§ **Material supplied**:

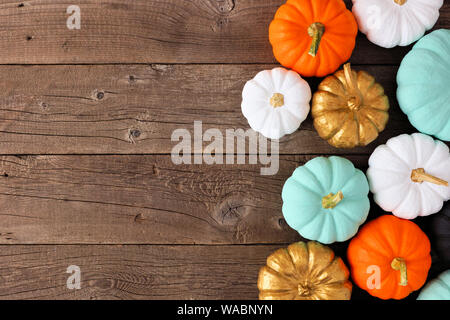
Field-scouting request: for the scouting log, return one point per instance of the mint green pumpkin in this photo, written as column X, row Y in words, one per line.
column 437, row 289
column 326, row 199
column 423, row 84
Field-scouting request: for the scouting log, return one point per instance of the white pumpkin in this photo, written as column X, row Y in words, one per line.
column 275, row 102
column 390, row 23
column 409, row 175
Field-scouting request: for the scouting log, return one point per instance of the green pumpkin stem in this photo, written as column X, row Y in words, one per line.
column 419, row 175
column 399, row 264
column 330, row 201
column 315, row 31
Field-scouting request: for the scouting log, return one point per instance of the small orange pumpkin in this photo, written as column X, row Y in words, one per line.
column 390, row 257
column 313, row 37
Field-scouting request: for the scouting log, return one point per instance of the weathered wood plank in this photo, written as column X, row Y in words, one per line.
column 141, row 199
column 132, row 272
column 134, row 109
column 157, row 31
column 144, row 271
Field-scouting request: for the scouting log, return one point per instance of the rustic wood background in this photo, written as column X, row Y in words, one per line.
column 86, row 176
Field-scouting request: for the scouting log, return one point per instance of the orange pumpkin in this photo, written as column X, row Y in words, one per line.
column 313, row 37
column 390, row 257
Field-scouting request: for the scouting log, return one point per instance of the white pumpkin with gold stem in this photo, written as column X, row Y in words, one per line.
column 275, row 102
column 409, row 175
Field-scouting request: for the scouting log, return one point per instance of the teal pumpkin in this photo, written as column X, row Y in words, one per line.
column 326, row 199
column 437, row 289
column 423, row 84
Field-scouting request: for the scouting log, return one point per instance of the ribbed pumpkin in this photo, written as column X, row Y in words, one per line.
column 423, row 84
column 313, row 37
column 304, row 271
column 349, row 108
column 394, row 250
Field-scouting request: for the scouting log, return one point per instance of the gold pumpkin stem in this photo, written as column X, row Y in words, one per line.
column 277, row 100
column 400, row 2
column 315, row 31
column 354, row 101
column 419, row 175
column 330, row 201
column 399, row 264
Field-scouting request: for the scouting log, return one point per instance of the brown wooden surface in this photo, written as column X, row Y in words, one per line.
column 141, row 199
column 86, row 176
column 156, row 31
column 132, row 272
column 57, row 110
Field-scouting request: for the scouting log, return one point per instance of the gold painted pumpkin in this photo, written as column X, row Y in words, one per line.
column 350, row 109
column 304, row 271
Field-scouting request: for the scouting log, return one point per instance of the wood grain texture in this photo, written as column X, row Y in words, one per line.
column 145, row 271
column 157, row 31
column 132, row 272
column 141, row 199
column 134, row 109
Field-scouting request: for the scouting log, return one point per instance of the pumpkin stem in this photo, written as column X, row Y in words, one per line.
column 330, row 201
column 354, row 101
column 399, row 264
column 419, row 175
column 277, row 100
column 400, row 2
column 315, row 31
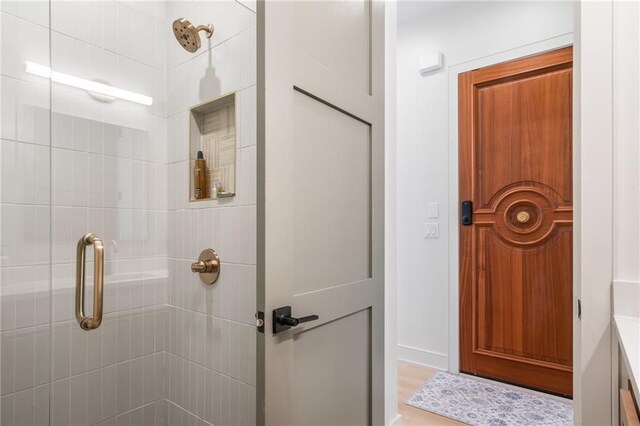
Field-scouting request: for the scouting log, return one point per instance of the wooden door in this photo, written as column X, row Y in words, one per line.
column 321, row 211
column 515, row 135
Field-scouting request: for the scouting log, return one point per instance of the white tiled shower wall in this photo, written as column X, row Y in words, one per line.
column 171, row 350
column 211, row 359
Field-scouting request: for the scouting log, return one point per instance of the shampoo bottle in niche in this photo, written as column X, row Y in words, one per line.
column 199, row 177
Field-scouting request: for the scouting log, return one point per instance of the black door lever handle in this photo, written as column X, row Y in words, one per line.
column 292, row 322
column 282, row 319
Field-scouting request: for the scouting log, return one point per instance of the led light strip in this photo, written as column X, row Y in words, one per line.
column 88, row 85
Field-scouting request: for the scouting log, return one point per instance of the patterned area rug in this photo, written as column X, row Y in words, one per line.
column 479, row 403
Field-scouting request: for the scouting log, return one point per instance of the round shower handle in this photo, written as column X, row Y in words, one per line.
column 208, row 266
column 207, row 28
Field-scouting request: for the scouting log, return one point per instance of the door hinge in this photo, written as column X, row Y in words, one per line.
column 466, row 212
column 260, row 321
column 579, row 309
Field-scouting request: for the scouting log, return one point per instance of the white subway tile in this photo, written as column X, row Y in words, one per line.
column 78, row 400
column 60, row 392
column 24, row 358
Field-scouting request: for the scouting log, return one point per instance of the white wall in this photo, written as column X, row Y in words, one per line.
column 390, row 272
column 626, row 133
column 465, row 32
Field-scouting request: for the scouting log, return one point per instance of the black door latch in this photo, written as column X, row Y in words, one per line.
column 466, row 213
column 282, row 319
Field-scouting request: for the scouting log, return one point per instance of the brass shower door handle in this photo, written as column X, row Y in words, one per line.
column 89, row 323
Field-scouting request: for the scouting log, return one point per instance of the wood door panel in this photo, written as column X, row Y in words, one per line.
column 514, row 287
column 524, row 122
column 515, row 136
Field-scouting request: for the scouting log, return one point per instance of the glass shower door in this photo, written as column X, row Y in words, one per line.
column 107, row 179
column 25, row 226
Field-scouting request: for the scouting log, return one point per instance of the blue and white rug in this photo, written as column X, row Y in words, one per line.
column 479, row 403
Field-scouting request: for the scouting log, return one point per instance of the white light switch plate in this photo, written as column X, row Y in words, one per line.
column 432, row 210
column 431, row 230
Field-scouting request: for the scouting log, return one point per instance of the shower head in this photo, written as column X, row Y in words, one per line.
column 187, row 34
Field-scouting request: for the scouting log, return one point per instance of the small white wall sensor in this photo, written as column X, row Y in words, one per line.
column 429, row 62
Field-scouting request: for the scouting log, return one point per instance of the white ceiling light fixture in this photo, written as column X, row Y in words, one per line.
column 93, row 87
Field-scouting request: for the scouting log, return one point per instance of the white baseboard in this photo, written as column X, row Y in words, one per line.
column 423, row 356
column 397, row 421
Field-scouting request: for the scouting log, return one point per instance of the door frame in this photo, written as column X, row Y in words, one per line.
column 454, row 232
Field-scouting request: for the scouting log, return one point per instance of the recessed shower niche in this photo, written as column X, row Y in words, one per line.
column 212, row 149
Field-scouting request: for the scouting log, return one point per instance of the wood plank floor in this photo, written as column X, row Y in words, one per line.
column 410, row 378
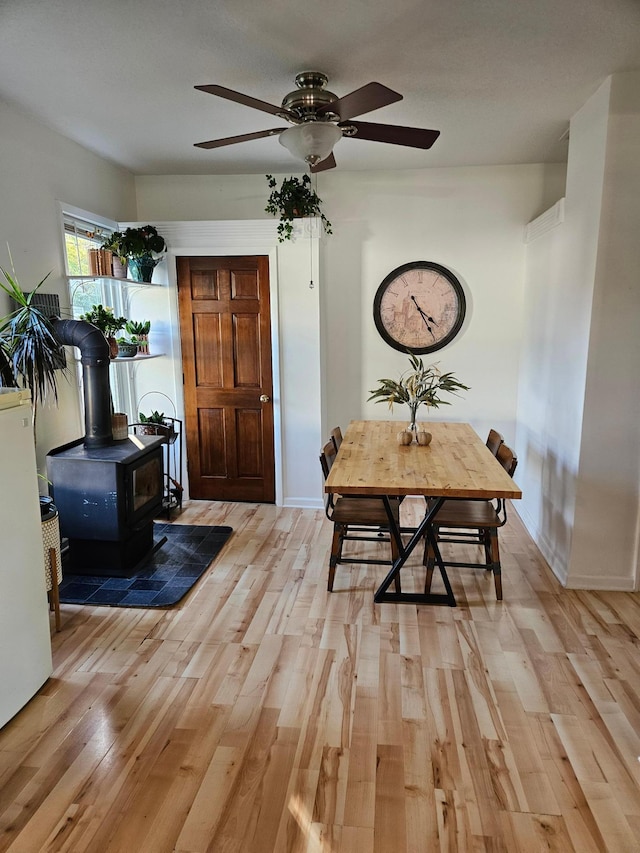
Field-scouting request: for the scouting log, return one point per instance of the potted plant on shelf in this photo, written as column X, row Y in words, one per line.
column 295, row 198
column 157, row 424
column 127, row 347
column 144, row 248
column 115, row 244
column 104, row 319
column 418, row 385
column 139, row 329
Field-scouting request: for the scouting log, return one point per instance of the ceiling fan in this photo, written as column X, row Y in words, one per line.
column 320, row 119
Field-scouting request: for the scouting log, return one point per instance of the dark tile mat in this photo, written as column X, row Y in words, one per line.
column 163, row 580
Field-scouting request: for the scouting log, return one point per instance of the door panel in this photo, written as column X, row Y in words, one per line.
column 225, row 329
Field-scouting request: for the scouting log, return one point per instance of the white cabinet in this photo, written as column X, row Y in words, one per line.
column 25, row 643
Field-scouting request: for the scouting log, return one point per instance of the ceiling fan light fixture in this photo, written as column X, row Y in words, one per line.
column 311, row 141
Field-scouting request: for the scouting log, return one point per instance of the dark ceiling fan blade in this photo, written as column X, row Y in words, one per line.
column 247, row 100
column 328, row 163
column 362, row 100
column 244, row 137
column 395, row 134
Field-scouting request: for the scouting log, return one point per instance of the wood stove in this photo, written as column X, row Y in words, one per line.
column 107, row 492
column 107, row 498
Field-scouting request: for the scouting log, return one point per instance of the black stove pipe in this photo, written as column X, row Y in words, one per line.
column 94, row 350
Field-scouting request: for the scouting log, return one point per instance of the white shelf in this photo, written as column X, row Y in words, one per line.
column 129, row 282
column 138, row 357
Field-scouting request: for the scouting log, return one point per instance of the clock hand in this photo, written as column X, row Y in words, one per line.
column 425, row 317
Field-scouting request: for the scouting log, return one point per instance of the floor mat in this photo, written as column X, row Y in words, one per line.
column 163, row 580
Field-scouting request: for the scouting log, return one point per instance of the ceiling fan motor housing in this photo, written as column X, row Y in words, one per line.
column 309, row 97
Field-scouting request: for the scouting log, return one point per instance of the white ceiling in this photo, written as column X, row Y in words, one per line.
column 499, row 78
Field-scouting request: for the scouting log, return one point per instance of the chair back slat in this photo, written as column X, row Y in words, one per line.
column 327, row 457
column 507, row 458
column 494, row 441
column 336, row 437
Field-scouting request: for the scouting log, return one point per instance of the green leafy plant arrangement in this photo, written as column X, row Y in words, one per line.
column 115, row 243
column 104, row 319
column 418, row 385
column 295, row 198
column 143, row 242
column 138, row 327
column 155, row 417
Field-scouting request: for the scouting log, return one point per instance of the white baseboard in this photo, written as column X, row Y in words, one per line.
column 303, row 503
column 602, row 584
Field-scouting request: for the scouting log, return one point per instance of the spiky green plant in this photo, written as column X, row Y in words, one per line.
column 418, row 385
column 29, row 341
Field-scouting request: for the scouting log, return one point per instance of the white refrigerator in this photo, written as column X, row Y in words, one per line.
column 25, row 639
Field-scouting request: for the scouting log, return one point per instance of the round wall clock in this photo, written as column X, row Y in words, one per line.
column 419, row 307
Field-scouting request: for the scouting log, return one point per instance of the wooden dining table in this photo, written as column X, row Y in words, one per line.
column 456, row 464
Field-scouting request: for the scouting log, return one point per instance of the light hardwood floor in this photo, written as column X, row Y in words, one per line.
column 265, row 714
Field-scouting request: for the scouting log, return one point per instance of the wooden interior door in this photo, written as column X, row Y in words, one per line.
column 225, row 330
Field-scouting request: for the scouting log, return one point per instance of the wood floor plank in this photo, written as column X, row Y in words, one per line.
column 263, row 714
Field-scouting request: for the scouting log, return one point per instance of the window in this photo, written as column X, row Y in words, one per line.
column 82, row 231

§ **Directions**: Each line from the one containing "of the window" to the final line above should be written out exactly; please omit the others.

§ **Exercise response**:
Field-scouting request: for the scouting log, return one point per instance of the window in this photo, written as column X, row Y in words, one per line.
column 82, row 231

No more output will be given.